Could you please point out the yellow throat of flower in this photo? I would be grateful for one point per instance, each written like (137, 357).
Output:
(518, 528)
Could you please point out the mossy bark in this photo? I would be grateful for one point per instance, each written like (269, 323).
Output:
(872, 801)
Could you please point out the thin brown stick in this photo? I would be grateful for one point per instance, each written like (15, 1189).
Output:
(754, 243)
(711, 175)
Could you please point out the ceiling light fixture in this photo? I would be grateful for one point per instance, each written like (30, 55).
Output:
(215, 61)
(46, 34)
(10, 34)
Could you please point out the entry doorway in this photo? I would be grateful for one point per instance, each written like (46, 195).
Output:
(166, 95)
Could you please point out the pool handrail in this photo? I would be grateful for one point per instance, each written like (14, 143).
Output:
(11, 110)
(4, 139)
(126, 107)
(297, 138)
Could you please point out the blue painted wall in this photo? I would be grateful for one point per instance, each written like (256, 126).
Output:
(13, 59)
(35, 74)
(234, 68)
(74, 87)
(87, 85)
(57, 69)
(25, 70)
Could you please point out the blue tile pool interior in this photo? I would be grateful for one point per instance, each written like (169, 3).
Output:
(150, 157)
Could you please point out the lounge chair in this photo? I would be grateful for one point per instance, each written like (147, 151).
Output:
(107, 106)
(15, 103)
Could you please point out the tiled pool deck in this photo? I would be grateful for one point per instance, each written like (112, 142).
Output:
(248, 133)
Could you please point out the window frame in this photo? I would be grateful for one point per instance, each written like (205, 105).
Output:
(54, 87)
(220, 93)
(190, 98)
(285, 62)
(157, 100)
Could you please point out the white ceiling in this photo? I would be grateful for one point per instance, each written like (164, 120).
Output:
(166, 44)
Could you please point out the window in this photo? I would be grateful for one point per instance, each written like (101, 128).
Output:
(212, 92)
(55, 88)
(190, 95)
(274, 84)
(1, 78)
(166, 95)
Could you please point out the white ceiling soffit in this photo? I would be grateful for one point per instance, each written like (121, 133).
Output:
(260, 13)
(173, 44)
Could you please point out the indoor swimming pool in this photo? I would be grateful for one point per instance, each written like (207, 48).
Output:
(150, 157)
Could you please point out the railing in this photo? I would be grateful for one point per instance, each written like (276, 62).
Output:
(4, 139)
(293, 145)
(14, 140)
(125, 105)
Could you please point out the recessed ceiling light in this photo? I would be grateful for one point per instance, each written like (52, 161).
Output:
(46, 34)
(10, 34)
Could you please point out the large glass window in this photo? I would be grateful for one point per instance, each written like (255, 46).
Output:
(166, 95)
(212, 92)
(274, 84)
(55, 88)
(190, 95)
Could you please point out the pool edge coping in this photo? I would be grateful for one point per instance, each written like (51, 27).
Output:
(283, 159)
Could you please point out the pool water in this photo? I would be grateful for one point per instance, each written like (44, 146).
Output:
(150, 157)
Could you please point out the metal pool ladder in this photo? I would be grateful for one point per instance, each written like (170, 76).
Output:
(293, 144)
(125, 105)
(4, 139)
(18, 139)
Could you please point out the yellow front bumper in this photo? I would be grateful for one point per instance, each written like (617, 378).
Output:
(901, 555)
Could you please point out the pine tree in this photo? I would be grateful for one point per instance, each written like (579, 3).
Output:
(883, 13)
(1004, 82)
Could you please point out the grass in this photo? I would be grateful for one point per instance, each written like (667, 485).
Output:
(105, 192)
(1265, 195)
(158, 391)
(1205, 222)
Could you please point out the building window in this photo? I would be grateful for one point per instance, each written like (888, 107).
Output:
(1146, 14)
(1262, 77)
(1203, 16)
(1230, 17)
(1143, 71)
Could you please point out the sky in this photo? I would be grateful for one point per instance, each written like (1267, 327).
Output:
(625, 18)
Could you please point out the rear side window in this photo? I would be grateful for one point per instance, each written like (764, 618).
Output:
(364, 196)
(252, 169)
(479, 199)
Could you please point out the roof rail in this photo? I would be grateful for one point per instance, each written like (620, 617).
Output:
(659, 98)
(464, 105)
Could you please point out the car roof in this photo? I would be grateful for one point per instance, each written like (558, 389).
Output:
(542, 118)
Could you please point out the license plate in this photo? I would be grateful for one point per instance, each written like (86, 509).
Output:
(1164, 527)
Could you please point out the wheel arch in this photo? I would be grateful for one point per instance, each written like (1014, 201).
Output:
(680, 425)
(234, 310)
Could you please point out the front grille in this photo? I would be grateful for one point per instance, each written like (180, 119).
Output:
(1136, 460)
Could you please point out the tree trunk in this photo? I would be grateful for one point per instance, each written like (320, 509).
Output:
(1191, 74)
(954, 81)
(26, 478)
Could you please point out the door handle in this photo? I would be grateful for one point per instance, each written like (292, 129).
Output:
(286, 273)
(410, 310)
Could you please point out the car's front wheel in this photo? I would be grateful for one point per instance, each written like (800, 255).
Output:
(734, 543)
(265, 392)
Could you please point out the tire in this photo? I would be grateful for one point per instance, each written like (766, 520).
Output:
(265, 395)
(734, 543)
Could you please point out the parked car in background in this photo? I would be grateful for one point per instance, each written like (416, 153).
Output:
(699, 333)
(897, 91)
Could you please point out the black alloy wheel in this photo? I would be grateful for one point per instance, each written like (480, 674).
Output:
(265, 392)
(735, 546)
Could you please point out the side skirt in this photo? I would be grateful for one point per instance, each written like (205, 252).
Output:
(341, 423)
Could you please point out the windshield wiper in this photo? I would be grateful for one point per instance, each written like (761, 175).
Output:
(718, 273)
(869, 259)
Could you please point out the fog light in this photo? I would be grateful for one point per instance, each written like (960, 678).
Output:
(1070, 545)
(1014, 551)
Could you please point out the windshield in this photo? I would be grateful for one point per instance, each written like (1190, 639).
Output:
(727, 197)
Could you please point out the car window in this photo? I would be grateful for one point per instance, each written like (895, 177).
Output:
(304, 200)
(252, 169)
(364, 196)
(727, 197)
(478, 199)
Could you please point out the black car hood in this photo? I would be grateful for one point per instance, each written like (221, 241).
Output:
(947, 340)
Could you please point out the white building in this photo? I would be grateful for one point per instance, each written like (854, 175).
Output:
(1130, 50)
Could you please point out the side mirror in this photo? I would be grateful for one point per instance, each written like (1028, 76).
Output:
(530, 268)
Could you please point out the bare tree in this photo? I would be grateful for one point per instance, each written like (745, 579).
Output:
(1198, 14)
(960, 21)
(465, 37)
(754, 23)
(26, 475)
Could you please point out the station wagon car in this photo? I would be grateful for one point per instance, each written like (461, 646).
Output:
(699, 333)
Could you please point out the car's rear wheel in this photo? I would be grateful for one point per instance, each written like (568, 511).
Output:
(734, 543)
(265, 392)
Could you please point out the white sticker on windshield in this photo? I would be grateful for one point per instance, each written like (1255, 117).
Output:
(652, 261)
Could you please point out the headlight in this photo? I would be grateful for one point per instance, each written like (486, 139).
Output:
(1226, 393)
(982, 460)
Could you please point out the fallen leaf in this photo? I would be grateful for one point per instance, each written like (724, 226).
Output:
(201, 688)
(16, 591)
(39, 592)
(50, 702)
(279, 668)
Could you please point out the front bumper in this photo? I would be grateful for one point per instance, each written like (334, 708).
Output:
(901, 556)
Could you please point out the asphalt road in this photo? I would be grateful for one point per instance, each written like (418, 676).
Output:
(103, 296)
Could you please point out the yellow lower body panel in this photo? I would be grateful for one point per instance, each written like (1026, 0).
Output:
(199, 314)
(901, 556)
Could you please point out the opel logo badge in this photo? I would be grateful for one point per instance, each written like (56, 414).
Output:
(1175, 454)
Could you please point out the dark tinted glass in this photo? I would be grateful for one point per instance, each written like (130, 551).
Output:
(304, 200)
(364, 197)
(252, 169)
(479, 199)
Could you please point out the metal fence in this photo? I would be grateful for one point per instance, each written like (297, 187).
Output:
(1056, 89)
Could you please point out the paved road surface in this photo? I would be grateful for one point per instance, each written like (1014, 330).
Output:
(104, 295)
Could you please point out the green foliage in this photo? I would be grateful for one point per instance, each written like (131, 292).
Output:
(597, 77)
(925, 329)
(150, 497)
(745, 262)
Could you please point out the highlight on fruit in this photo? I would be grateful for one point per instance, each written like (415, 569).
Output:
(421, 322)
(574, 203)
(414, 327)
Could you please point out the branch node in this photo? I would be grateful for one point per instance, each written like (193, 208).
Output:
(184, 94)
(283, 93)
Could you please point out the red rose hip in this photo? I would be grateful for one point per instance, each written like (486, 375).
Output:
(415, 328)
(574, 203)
____________
[TASK STATEMENT] If a line of the data contains "front", copy it out.

[WRITTEN ANSWER]
Could you please point out the yellow front bumper in this photo? I would be grateful for one point per instance, each written like (617, 378).
Could you please point out the front grille in this photo? I would be grateful for one point per instance, each written like (180, 119).
Could you please point out the car's front wheel in this photo? I would be grateful for one point per instance, each written like (800, 255).
Could you please point out the front bumper in this photo? I would be grateful for one point per instance, each written like (334, 708).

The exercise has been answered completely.